▶ EXTRACT TO READ
####

The U. S. finds itself in a position where it has only two foreign policy options in its relationship with Iran.

The military establishment agrees with the president’s reasoning on this subject, or, it is so eager to go to war with Iran that if the Senate fails to approve the deal, the Department of Defense would force the president’s hand in the matter of war.

In the absence of a deal, Iran’s development and deployment of nuclear weapons will require preventive war in the near term.

The status quo as it existed before negotiation of the deal is untenable.

Israel is an unreliable, unstable ally that could draw us into war with Iran on its behalf.

Iran’s leaders are ready for peace with the United States.

Iran’s neighbors are incapable of containing its military power.

Iran badly wants nuclear weapons, but will trade away this goal in order to normalize relations with the world’s great powers.

The world’s great powers would support war with Iran should the nuclear deal fail.

War with Iran, if the nuclear deal fails, would be in the United States’ interest.

Helping Iran take its place in the region as a legitimate power would benefit both its neighbors and the United States.

The nuclear deal buys ten years to develop better responses to Iran’s weapons programs.

Concluding the nuclear deal as an executive agreement is legal, effective, and binding on the parties to the agreement.

Americans would support war with Iran if that were the only effective means to prevent Iran’s acquisition of nuclear weapons.

War with Iran would prevent its acquisition of nuclear weapons.

War with Iran would prevent use of nuclear weapons in the Middle East.


Every one of these ideas is false, or doubtful to the point no clear headed policymaker would base critical decisions on the truth of any of these statements. Yet the president appears to believe all of them. He cannot say that we stand at a choice between peace and war here, and disbelieve these propositions. If he maintains that failure to conclude a nuclear deal entails war with Iran, he has to defend or bring into play these other arguments as well. These other arguments form the intellectual groundwork for foreign policy reasoning that amounts to peace at all costs.

Note this reasoning addresses the president’s argument the United States must choose between peace and war at this point in its relationship with Iran. That formulation is plainly false. A more defensible formulation is that the nuclear deal is the best the United States can achieve at this point in its relationship with Iran. I think the reasoning behind the more modest formulation is also weak, but it is not built on scary propaganda. Propositions that underlie the modest formulation are ideas that opponents of the deal would have to address.

The alternative to an agreement in this case is war only if we choose that alternative. Nothing forces us to go to war with Iran. If Israel goes to war with Iran without our blessing, so be it. Israel’s vehement opposition to this agreement should tell us something. Israel has refrained from the persistent saber rattling we have conducted toward Iran over the last twenty years. Israel sounds a warning about Iran’s intentions, but it does not threaten war at every turn. One question the Obama-Kerry team should have to address is, why should our policy be different from Israel’s on this matter? Even if we disagree with Israel’s policy toward Gaza or other issues, our foreign policy team must still address this question: why is Israel’s policy toward Iran so mistaken that we should undermine it?

####

Excerpts of location labeling data
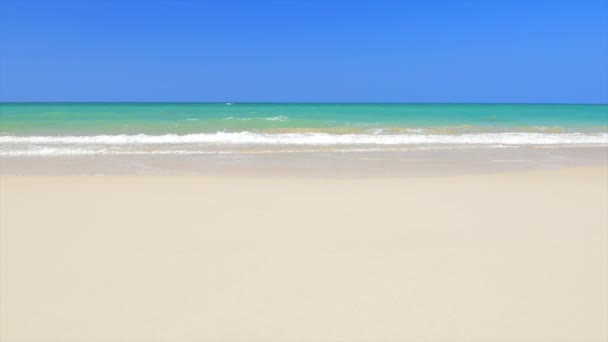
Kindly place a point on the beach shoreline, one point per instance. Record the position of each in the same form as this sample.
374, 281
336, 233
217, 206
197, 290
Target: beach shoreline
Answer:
393, 164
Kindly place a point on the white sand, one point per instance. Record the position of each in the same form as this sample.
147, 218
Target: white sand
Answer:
501, 257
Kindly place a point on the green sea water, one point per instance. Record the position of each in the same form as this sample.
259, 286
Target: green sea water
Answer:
132, 128
190, 118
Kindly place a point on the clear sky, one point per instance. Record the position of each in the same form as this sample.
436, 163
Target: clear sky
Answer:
345, 51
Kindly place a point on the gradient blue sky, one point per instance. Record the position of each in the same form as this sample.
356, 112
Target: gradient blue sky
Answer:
349, 51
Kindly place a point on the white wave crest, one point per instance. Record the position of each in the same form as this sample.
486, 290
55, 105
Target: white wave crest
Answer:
250, 138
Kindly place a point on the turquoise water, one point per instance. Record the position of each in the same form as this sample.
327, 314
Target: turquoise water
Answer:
199, 127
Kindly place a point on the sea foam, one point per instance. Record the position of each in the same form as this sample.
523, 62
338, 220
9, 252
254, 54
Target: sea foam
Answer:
251, 138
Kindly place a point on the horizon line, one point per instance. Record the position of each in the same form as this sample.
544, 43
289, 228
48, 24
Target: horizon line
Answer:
307, 102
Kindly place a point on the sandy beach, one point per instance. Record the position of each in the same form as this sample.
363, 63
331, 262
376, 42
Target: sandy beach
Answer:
511, 256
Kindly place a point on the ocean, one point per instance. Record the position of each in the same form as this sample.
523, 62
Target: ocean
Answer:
29, 129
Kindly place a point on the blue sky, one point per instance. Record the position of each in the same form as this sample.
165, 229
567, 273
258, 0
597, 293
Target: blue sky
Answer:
345, 51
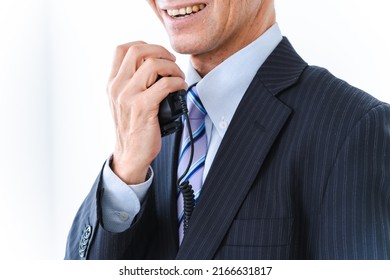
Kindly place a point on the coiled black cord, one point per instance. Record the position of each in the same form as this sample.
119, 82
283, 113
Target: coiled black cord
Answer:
185, 187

####

▶ GIVEN INSTRUCTION
According to the Iran deal passage, why must the president defend the listed propositions? Answer in one to three sentences. The entries have no connection to the Iran deal passage.

▶ REPLY TO THE EXERCISE
The president maintains that failing to conclude a nuclear deal means war with Iran. He cannot claim that the United States faces a choice between peace and war while disbelieving those propositions, so that claim requires him to defend them or bring them into play.